> [Stated goal]: Could the lines from the one with "mark the region of the **white" through the end of the listing be restated exactly, with nothing else included?

> [Data lines]:
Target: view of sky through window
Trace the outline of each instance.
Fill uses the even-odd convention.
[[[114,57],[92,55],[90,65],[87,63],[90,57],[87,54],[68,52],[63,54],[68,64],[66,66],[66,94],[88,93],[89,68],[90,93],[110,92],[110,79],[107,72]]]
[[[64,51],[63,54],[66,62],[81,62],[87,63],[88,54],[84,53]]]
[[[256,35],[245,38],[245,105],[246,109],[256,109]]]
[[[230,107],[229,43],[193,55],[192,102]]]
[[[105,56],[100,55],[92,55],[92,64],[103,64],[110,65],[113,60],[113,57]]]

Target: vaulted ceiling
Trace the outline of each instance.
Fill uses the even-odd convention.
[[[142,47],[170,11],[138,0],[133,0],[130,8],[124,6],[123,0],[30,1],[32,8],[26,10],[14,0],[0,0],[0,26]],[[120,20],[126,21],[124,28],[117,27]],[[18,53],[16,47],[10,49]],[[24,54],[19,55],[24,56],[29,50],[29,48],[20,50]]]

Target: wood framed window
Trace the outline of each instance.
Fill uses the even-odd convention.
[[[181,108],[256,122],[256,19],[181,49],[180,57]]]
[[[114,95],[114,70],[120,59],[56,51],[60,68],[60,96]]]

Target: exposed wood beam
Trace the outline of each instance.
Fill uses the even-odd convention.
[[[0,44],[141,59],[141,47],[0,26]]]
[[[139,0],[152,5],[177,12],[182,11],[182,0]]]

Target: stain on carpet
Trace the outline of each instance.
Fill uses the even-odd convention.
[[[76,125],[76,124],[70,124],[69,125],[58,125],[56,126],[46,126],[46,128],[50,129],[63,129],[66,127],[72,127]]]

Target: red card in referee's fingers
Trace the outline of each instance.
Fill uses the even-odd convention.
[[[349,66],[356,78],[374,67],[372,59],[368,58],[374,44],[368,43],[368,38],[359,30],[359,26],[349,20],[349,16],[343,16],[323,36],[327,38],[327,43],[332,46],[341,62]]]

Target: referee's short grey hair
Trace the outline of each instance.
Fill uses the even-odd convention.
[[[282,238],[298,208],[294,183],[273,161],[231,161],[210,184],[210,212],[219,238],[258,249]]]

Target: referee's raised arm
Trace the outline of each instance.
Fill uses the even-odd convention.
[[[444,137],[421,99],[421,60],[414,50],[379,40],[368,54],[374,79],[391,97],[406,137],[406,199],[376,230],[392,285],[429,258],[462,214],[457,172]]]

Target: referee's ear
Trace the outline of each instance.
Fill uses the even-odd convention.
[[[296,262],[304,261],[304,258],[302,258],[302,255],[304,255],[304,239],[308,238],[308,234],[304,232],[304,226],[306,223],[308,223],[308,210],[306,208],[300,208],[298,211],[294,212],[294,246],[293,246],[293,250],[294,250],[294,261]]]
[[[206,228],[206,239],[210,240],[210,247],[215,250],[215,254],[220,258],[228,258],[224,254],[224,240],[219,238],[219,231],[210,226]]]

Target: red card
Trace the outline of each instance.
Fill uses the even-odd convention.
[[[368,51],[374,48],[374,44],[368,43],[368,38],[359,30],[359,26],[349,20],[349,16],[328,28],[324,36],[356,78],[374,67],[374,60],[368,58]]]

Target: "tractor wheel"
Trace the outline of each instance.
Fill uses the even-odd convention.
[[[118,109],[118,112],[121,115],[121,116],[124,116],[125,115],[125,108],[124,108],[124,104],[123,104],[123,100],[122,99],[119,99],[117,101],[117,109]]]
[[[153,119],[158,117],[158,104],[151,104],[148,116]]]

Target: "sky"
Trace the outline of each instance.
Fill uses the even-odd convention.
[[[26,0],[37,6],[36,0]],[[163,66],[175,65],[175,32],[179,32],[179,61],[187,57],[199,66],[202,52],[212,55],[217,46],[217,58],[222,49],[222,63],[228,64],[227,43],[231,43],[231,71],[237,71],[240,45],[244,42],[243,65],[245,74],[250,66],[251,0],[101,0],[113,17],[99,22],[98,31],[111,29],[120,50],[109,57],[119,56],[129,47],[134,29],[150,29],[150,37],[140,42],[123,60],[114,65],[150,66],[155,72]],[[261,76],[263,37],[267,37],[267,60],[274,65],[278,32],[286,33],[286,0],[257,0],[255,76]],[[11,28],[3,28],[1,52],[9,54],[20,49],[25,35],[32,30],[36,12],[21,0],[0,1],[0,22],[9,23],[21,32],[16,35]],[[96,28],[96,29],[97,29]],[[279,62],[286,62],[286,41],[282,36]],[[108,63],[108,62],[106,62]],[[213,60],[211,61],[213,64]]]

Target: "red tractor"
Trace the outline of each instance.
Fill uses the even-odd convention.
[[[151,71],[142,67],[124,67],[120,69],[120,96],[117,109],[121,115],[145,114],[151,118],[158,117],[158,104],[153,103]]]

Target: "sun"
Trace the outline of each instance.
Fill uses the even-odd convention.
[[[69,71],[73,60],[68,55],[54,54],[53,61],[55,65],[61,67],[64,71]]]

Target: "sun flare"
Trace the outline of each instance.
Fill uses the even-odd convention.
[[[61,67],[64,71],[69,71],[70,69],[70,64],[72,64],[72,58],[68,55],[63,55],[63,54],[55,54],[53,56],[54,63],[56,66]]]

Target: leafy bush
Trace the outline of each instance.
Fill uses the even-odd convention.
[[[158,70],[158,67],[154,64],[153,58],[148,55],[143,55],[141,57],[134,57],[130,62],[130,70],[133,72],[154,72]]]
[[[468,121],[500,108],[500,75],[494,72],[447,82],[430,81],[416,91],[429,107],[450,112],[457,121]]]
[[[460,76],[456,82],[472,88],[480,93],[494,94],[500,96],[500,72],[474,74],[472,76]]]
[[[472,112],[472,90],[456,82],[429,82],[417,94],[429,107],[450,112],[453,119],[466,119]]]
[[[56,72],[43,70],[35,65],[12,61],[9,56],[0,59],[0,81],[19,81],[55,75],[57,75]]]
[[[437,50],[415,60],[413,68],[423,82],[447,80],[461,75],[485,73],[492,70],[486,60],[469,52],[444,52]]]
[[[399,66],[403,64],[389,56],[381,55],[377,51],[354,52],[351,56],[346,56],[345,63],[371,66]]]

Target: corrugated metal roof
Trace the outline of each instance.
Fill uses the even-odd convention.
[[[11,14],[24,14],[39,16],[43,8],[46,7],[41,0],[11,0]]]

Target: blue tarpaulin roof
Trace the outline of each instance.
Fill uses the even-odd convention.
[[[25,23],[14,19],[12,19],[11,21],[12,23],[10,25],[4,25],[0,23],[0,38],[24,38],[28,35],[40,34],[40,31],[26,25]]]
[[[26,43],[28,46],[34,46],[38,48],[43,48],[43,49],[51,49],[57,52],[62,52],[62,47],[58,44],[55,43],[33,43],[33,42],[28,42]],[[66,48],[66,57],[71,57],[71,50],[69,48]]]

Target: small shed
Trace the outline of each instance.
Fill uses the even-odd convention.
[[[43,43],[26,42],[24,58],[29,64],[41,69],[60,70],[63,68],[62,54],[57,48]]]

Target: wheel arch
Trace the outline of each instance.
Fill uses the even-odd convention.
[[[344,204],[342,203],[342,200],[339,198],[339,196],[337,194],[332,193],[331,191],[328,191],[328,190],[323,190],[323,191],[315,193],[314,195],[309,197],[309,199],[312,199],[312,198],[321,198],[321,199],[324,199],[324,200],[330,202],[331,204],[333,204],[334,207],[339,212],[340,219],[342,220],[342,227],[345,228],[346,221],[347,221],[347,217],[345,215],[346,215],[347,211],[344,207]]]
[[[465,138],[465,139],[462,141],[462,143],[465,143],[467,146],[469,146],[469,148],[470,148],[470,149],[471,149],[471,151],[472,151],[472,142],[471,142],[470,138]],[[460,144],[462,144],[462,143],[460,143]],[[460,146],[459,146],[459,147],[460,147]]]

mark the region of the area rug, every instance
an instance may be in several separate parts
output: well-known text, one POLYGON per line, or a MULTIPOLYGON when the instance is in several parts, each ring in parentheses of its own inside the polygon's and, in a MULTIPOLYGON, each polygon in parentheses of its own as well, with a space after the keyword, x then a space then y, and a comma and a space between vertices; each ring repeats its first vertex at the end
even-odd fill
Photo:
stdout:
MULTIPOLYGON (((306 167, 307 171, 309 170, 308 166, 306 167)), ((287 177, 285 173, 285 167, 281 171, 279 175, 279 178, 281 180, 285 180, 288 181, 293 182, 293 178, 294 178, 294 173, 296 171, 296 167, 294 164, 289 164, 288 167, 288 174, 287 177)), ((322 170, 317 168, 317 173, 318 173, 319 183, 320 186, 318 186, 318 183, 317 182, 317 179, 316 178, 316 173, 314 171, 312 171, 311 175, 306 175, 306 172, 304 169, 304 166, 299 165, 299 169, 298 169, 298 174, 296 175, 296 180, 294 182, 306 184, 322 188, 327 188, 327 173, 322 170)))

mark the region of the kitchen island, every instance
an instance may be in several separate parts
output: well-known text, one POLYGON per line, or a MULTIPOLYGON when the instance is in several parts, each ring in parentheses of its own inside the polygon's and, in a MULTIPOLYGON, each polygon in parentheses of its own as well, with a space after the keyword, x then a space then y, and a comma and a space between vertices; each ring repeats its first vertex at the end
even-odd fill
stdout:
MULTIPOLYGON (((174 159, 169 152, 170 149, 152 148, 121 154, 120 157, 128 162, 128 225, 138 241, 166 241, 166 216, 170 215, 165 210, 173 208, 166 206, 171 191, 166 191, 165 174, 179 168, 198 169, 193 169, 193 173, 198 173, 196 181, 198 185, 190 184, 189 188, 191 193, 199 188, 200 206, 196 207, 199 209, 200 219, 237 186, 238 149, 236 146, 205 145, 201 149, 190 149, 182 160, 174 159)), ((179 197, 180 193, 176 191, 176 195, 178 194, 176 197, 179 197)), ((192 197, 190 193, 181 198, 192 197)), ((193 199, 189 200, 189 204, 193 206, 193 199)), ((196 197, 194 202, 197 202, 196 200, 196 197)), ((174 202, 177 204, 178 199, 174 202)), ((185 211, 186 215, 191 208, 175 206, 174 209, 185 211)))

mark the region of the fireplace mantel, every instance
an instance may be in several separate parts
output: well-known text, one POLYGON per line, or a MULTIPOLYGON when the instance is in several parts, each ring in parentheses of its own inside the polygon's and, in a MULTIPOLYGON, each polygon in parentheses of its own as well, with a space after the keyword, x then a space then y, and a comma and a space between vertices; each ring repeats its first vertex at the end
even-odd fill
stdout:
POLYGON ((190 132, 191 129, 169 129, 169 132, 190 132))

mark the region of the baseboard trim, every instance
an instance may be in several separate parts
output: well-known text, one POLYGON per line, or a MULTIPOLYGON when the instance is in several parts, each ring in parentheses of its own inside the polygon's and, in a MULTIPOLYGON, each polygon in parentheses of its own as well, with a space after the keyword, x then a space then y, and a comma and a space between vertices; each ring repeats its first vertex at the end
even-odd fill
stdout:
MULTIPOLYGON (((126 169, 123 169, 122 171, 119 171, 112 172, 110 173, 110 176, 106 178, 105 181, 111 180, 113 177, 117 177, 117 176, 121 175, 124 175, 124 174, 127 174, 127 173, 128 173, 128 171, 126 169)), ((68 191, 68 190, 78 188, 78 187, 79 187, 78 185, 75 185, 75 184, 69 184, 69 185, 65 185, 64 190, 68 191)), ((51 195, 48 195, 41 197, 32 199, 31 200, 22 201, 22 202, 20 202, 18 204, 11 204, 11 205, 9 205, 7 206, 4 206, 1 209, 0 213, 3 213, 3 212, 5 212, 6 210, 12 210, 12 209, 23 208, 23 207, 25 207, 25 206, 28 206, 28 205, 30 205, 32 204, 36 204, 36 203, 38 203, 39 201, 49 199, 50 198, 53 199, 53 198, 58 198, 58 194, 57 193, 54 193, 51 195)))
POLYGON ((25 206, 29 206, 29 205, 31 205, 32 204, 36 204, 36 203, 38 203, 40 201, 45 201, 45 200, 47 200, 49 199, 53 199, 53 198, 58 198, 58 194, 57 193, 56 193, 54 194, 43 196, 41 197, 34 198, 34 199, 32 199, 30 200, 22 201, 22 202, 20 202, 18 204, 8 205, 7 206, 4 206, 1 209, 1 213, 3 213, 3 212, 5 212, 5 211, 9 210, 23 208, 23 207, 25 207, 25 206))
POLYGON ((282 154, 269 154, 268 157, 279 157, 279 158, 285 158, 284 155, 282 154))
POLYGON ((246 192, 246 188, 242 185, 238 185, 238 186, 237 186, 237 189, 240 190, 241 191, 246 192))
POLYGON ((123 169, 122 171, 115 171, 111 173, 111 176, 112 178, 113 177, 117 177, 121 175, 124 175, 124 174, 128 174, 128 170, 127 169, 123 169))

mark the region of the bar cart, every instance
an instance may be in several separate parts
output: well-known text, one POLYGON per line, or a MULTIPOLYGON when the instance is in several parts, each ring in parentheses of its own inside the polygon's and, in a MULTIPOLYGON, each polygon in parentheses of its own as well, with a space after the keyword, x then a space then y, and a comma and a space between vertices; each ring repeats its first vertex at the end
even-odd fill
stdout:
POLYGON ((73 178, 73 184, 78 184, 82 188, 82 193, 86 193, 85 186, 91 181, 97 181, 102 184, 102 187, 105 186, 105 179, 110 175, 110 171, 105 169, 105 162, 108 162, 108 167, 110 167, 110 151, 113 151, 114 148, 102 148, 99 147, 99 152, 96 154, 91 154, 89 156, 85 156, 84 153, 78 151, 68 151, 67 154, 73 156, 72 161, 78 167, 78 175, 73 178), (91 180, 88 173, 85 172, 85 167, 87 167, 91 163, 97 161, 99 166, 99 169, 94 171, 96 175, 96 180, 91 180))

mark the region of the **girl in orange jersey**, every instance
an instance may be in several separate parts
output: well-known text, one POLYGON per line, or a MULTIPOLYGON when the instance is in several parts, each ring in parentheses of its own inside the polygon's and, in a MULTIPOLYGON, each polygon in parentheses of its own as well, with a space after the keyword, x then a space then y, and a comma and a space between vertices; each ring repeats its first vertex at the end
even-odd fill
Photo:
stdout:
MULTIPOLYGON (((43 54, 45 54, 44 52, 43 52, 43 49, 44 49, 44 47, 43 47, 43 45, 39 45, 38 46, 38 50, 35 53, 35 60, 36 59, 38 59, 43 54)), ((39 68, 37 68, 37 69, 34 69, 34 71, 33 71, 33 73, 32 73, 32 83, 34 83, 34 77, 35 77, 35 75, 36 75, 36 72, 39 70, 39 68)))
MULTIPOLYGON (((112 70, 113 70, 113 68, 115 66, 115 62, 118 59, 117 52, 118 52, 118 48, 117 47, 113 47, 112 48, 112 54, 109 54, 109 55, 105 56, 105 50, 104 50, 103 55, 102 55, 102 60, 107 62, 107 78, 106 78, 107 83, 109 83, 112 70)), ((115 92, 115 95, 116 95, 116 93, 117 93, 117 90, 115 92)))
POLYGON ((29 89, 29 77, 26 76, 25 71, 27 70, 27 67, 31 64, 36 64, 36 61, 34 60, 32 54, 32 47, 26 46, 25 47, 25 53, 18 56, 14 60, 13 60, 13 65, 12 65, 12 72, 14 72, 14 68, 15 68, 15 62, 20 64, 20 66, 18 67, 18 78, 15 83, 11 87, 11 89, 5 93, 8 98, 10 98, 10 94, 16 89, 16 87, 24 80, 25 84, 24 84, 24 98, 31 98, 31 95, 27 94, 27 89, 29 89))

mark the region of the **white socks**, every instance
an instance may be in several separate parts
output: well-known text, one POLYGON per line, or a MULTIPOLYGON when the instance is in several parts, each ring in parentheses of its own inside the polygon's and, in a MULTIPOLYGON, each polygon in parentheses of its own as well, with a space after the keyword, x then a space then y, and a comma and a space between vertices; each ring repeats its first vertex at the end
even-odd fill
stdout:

> [Response to this exercise]:
mark the region of the **white socks**, every instance
an instance may be in several separate parts
output: well-known text, one POLYGON per line, or a MULTIPOLYGON when the instance is in several parts, each ring in parentheses of its own inside the polygon's and, in a MULTIPOLYGON, each polygon in parentheses of its own as well, with a space after the keyword, x then a space then y, and a comma and a space between vertices; each ring repeats its first vertex at the end
even-odd fill
stdout:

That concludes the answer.